Repeat each entry as written and leave the images out of the copy.

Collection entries
------

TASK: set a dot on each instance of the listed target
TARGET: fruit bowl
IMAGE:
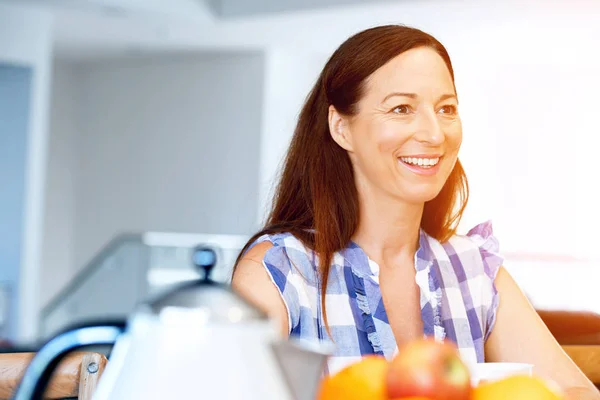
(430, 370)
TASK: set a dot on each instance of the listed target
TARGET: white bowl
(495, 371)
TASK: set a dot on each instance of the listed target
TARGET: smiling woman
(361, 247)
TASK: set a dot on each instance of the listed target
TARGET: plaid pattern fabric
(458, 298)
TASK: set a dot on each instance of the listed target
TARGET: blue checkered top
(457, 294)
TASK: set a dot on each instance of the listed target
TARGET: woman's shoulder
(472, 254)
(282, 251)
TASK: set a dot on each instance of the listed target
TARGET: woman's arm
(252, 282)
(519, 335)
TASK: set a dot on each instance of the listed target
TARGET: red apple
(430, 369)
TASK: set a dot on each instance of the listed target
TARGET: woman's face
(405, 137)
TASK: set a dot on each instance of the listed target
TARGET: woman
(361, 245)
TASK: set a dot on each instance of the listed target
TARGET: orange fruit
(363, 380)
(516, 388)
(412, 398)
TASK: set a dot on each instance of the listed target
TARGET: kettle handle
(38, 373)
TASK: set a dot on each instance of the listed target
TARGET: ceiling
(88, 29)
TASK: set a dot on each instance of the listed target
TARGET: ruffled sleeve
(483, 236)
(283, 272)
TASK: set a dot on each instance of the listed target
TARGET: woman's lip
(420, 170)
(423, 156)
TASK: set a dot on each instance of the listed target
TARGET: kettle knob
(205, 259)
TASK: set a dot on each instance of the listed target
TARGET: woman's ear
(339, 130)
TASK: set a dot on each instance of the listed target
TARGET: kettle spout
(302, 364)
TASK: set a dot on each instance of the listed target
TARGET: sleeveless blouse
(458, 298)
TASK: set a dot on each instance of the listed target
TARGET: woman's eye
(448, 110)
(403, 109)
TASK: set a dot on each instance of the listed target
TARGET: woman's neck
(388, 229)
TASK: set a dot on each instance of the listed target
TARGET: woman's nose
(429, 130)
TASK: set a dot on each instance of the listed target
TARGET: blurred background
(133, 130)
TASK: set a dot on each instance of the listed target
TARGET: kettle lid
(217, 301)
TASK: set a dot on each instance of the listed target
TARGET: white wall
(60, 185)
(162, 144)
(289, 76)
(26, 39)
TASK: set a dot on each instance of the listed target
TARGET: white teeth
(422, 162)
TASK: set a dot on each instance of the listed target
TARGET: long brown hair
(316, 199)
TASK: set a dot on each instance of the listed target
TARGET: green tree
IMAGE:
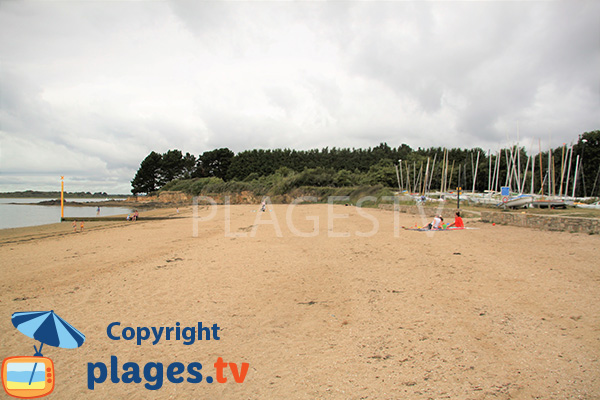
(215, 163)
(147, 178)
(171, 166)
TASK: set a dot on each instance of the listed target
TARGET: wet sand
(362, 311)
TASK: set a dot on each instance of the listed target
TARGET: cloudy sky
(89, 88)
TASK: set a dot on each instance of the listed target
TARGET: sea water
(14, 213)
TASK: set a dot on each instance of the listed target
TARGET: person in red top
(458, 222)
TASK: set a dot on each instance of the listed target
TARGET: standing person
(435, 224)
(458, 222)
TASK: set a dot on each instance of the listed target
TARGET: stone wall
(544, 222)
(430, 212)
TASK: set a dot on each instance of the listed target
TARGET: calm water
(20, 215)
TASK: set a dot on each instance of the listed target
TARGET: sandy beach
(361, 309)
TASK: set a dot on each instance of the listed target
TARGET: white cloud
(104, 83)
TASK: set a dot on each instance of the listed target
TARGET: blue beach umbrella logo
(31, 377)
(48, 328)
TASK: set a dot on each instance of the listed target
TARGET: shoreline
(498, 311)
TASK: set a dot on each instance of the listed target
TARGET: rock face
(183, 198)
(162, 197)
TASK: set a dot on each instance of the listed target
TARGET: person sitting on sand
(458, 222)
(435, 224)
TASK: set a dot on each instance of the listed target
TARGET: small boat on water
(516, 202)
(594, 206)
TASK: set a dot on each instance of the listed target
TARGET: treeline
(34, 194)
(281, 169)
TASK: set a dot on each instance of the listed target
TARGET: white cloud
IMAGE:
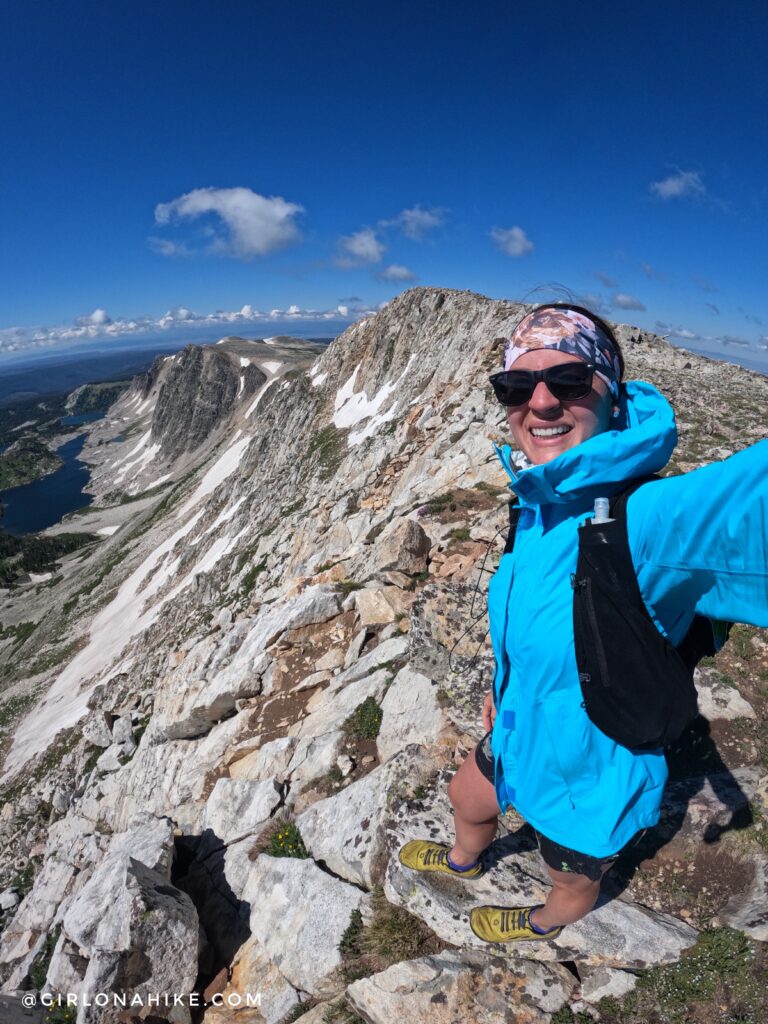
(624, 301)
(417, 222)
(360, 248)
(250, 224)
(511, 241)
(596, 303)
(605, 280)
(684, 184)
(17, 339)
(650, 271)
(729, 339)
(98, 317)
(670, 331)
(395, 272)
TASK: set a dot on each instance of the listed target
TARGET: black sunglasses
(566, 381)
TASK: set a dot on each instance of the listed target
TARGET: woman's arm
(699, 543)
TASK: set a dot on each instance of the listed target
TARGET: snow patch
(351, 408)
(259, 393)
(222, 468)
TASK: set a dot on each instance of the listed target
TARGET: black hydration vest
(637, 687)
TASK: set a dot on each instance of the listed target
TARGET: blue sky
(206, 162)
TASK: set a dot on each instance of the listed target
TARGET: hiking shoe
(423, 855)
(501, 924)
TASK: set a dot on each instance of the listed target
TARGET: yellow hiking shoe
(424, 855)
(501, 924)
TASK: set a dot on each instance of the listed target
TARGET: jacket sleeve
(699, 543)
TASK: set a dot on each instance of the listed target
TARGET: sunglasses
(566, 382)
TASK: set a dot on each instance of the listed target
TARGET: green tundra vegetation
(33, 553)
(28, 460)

------

EXERCISE SOLUTION
TASK: set a dot on each instance of the listed target
TARGET: fruit bowl
IMAGE:
(430, 370)
TASK: set a dot on each instance of the listed target
TARGET: white bowl
(495, 371)
TASK: set a dot on each instance of the listed target
TARGET: smiling woman
(361, 247)
TASK: set a dot on each instance of the listed target
TARGET: plaid pattern fabric
(458, 298)
TASK: set a dot on each instance of the listed target
TARGET: blue checkered top
(457, 294)
TASK: set a dot on each instance of the listed target
TARGET: woman's shoulder
(472, 254)
(282, 251)
TASK: set a dot on each instance of the listed target
TARGET: woman's arm
(252, 282)
(519, 335)
TASK: set a dot on each instance of the listed target
TARGET: red apple
(430, 369)
TASK: set a dot on each instance of the listed target
TARGET: woman's face
(405, 137)
TASK: set a dot on each instance of the listed target
TARGET: woman
(361, 245)
TASK: set a dot on each instance of the listed target
TARGET: orange fruit
(363, 380)
(516, 388)
(412, 398)
TASK: set a dot on each instance of the listed target
TARGET: kettle handle
(38, 373)
TASK: set a dot on each instance of the listed target
TARGET: ceiling
(88, 29)
TASK: set a dot on each instance of the listed target
TARGET: ruffled sleeve
(483, 236)
(283, 272)
TASK: set a dot on each instance of the listed target
TARGET: woman's lip
(420, 170)
(423, 156)
TASK: set a dot on each instance of the listed target
TARGET: kettle knob
(205, 259)
TASK: set a dot on each instance of the listed target
TARGET: woman's ear
(339, 130)
TASK: set a dot on each instance of the listed target
TARGET: kettle spout
(302, 364)
TASK: set a dot on each instance of the listed target
TARGET: sleeveless blouse
(458, 298)
TASK: set a dot on each instance of the listed target
TARGET: woman's eye
(448, 110)
(403, 109)
TASK: set a dot on each instance of the listed target
TARGET: woman's neck
(388, 229)
TASK: set a dot on each instance of the listed target
TARGET: woman's nose
(429, 130)
TASK: set a dot on each instance of the listed target
TARGET: blurred background
(133, 130)
TASK: set a dot on each instance of the listed target
TARGET: kettle lid
(217, 301)
TASK: set a dot on each instance of the listed target
TARGET: white wall
(60, 185)
(162, 144)
(289, 76)
(26, 39)
TASK: set a dot on each instance of the listed target
TARGET: white teeth
(422, 162)
TASK: set a dot on each instance of the listed target
TARGET: long brown hair
(316, 199)
TASK: set a dot on each instance of the listed target
TARGET: green tree
IMAGE:
(215, 163)
(147, 178)
(171, 166)
TASK: set a dot on each instance of the listed target
TARGET: wet sand
(362, 311)
TASK: set a dot on each instance of the listed target
TARGET: cloudy sky
(89, 88)
TASK: set a dot on each instance of the listed target
TARGET: sea water
(14, 213)
TASK: set a dot on each instance of the listed target
TARGET: person in red top
(458, 222)
TASK: set a dot on each instance of the listed target
TARGET: standing person
(435, 224)
(458, 222)
TASK: set a dot on each instance of the listed target
TARGET: stone wall
(544, 222)
(430, 212)
TASK: set a dot on each instance of the listed target
TARGET: calm water
(20, 215)
TASK: set a dot on each instance of the listed target
TARGET: sandy beach
(361, 309)
TASK: set a dot on each instance of the listed target
TARGET: white cloud
(104, 83)
TASK: set a dot on each instance of the listed target
TARGET: blue beach umbrella logo
(31, 377)
(48, 328)
TASK: set a dot on each instance of the listed target
TARGET: shoreline
(498, 311)
TASK: set a dot on each instance of the listed target
TARGET: rock face
(183, 198)
(162, 197)
TASK: set a dot on each instance of the listed target
TARGET: person sitting on sand
(458, 222)
(435, 224)
TASK: set a dot on each instance of the listed target
TARGET: small boat on water
(516, 202)
(594, 206)
TASK: set a dot on each instance of the listed target
TARGET: treeline
(34, 194)
(281, 169)
TASK: set a dot on each instance of the listed target
TARGET: white cloud
IMAGE:
(624, 301)
(417, 222)
(360, 248)
(250, 224)
(511, 241)
(596, 303)
(605, 280)
(684, 184)
(17, 339)
(650, 271)
(729, 339)
(98, 317)
(670, 331)
(395, 272)
TASK: set a dot on each instance of the listed target
TARGET: black sunglasses
(566, 381)
TASK: set a dot on each instance of the listed target
TARGET: woman's arm
(699, 543)
TASK: set a dot on each instance of the listed target
TARGET: snow patch
(351, 408)
(259, 393)
(222, 468)
TASK: set a dot on each instance of the listed target
TARGET: black hydration vest
(637, 687)
TASK: set a dot on each instance of the listed target
TARGET: blue sky
(206, 162)
TASK: set a dot on each instance of the listed target
TARGET: hiking shoe
(423, 855)
(501, 924)
TASK: set a dot on each instance of the listed target
TARGET: yellow hiking shoe
(424, 855)
(501, 924)
TASK: set a dot on each instance of the listed target
TARGET: jacket sleeve
(699, 543)
TASK: set a dot on each instance of the listed target
TARGET: sunglasses
(566, 382)
TASK: set a dot on each instance of the listed target
TARGET: green tundra vegetation
(33, 553)
(28, 460)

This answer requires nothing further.